- _WHAT IS REQUIRED_
Print all of the data exactly, with no line missing.

---+---

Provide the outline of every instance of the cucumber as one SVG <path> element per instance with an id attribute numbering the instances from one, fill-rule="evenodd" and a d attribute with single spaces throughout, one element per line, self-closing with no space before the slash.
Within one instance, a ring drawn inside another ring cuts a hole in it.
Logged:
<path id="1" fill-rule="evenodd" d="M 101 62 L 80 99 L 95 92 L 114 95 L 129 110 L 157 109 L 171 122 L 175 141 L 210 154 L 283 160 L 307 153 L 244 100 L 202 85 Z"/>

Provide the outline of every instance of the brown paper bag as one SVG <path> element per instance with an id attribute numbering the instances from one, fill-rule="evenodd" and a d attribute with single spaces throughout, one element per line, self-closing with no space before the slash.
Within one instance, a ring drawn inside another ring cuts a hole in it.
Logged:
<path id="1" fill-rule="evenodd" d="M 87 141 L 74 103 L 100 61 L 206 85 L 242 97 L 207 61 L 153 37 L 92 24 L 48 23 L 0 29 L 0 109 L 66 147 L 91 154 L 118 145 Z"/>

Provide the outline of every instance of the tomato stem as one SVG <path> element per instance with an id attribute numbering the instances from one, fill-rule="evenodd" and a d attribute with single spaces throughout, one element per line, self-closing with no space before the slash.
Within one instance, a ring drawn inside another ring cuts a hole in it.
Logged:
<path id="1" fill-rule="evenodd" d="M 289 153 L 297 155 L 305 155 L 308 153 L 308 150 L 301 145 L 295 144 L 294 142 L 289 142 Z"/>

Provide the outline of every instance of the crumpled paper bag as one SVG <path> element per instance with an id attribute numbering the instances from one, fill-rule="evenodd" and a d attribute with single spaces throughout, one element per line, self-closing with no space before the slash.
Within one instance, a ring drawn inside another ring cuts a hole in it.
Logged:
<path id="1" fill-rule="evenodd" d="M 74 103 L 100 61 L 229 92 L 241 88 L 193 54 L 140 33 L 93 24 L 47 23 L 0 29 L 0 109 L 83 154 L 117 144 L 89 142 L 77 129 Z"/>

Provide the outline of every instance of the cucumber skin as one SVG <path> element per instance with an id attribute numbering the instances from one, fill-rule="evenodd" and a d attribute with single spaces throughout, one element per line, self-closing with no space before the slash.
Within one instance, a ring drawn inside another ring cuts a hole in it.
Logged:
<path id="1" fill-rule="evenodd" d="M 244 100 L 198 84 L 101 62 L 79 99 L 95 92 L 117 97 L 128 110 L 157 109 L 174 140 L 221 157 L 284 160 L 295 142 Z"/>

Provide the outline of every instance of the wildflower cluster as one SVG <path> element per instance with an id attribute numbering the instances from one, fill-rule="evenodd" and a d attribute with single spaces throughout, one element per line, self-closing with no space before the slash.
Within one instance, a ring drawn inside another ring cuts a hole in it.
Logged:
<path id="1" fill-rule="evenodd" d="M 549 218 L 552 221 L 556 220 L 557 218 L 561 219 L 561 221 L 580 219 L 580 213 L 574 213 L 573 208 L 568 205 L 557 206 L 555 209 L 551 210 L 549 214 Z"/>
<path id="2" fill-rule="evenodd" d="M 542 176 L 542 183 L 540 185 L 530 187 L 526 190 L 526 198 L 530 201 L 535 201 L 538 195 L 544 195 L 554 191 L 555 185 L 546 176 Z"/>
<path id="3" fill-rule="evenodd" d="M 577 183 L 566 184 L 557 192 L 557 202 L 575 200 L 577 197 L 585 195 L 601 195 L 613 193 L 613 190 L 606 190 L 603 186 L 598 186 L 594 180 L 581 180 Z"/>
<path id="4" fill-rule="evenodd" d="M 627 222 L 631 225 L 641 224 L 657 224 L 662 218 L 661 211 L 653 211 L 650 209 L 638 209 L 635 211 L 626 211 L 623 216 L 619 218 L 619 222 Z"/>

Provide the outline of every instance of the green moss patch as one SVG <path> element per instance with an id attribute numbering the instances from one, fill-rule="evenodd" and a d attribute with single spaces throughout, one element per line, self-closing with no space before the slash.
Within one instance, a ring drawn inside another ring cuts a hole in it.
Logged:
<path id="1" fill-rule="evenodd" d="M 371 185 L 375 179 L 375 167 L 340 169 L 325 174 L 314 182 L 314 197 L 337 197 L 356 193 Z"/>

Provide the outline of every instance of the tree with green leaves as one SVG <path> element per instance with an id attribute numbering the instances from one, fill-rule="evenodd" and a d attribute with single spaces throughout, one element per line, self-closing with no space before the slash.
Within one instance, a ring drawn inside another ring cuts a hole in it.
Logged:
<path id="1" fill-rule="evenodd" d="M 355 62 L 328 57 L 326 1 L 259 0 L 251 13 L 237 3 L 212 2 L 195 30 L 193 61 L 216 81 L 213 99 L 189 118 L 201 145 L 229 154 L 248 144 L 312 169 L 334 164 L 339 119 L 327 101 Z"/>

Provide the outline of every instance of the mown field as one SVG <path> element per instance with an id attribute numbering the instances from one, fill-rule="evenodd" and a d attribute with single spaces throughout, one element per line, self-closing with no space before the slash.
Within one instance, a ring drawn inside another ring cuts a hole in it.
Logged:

---+---

- _ANSWER BELOW_
Provide the outline of every instance of the cucumber as one SVG <path> element per instance with an id attribute numbering the instances from one, fill-rule="evenodd" and a d attribute with single spaces throughout, one element per line, self-closing with no space before the slash.
Within one instance, a ring drawn inside another ring cuts a hole in it.
Logged:
<path id="1" fill-rule="evenodd" d="M 101 62 L 80 99 L 95 92 L 114 95 L 129 110 L 157 109 L 171 122 L 175 141 L 210 154 L 283 160 L 307 153 L 244 100 L 202 85 Z"/>

Provide the outline of every instance of the brown paper bag as one SVG <path> element per instance with an id attribute numbering the instances from one, fill-rule="evenodd" and a d attribute with single spaces throughout, one element per line, self-closing with no space before the slash.
Within one instance, a ring drawn inside another ring cuts a hole in it.
Logged:
<path id="1" fill-rule="evenodd" d="M 87 141 L 74 103 L 100 61 L 206 85 L 242 97 L 207 61 L 153 37 L 92 24 L 48 23 L 0 29 L 0 109 L 66 147 L 91 154 L 118 145 Z"/>

Provide the outline of every instance of the tomato stem as one SVG <path> element per instance with an id attribute numbering the instances from one, fill-rule="evenodd" and a d attribute with single spaces throughout, one element per line, self-closing with no space before the slash.
Within one instance, a ring drawn inside another ring cuts a hole in it.
Logged:
<path id="1" fill-rule="evenodd" d="M 289 153 L 297 155 L 305 155 L 308 153 L 308 150 L 301 145 L 295 144 L 294 142 L 289 142 Z"/>

Provide the outline of every instance of the crumpled paper bag as one SVG <path> element per instance with an id attribute numbering the instances from one, fill-rule="evenodd" and a d attribute with single spaces throughout, one element per line, self-closing with no space before the slash.
Within one instance, a ring drawn inside another ring cuts a hole in it.
Logged:
<path id="1" fill-rule="evenodd" d="M 74 103 L 100 61 L 229 92 L 241 88 L 193 54 L 140 33 L 93 24 L 47 23 L 0 29 L 0 109 L 83 154 L 117 144 L 89 142 L 77 129 Z"/>

Provide the outline of every instance of the cucumber skin as one SVG <path> element per instance with an id attribute numbering the instances from one, fill-rule="evenodd" and a d attribute with single spaces throughout, one element per line, self-closing with no space before the slash.
Within one instance, a ring drawn inside another ring cuts a hole in it.
Logged:
<path id="1" fill-rule="evenodd" d="M 244 100 L 198 84 L 101 62 L 79 99 L 95 92 L 117 97 L 128 110 L 157 109 L 174 140 L 221 157 L 284 160 L 295 142 Z"/>

Provide the outline of every instance of the wildflower cluster as one SVG <path> element per instance with an id attribute numbering the instances from one, fill-rule="evenodd" and a d attribute with single spaces throughout, one element per line, self-closing with no space before the slash.
Within one instance, a ring drawn inside another ring cuts a hole in it.
Logged:
<path id="1" fill-rule="evenodd" d="M 549 218 L 552 221 L 556 220 L 557 218 L 561 219 L 561 221 L 580 219 L 580 213 L 574 213 L 573 208 L 568 205 L 557 206 L 555 209 L 551 210 L 549 214 Z"/>
<path id="2" fill-rule="evenodd" d="M 542 176 L 542 183 L 540 185 L 530 187 L 526 190 L 526 198 L 530 201 L 535 201 L 538 195 L 544 195 L 554 191 L 555 185 L 546 176 Z"/>
<path id="3" fill-rule="evenodd" d="M 577 183 L 566 184 L 557 192 L 557 202 L 575 200 L 577 197 L 585 195 L 601 195 L 613 193 L 613 190 L 606 190 L 603 186 L 598 186 L 594 180 L 581 180 Z"/>
<path id="4" fill-rule="evenodd" d="M 627 222 L 631 225 L 641 224 L 657 224 L 662 218 L 661 211 L 653 211 L 650 209 L 638 209 L 635 211 L 626 211 L 623 216 L 619 218 L 619 222 Z"/>

Provide the outline of every instance of the green moss patch as one SVG <path> element per instance with an id attribute numbering the instances from one, fill-rule="evenodd" and a d attribute with single spaces throughout, one element per line, self-closing with no space before the slash.
Within one instance, a ring drawn inside another ring cuts a hole in it.
Logged:
<path id="1" fill-rule="evenodd" d="M 371 185 L 375 179 L 375 167 L 340 169 L 325 174 L 314 182 L 314 197 L 337 197 L 356 193 Z"/>

Provide the outline of every instance of the tree with green leaves as one SVG <path> element per instance with an id attribute numbering the instances from one, fill-rule="evenodd" and a d attribute with single spaces throughout, one element per line, self-closing with no space before the slash.
Within one instance, a ring drawn inside another ring cuts a hole in it.
Logged:
<path id="1" fill-rule="evenodd" d="M 355 62 L 328 57 L 326 1 L 259 0 L 251 13 L 237 3 L 212 2 L 195 30 L 193 61 L 216 81 L 213 99 L 189 118 L 201 145 L 229 154 L 248 144 L 312 169 L 334 164 L 339 119 L 327 101 Z"/>

Provide the outline of every instance of the mown field as one SVG <path> element per instance with an id attribute numbering the instances from one, fill-rule="evenodd" and a d attribute with single spaces throughout, one element per line, self-closing with no space before the slash.
Within one instance, a ring drawn inside another ring cuts a hole in it.
Logged:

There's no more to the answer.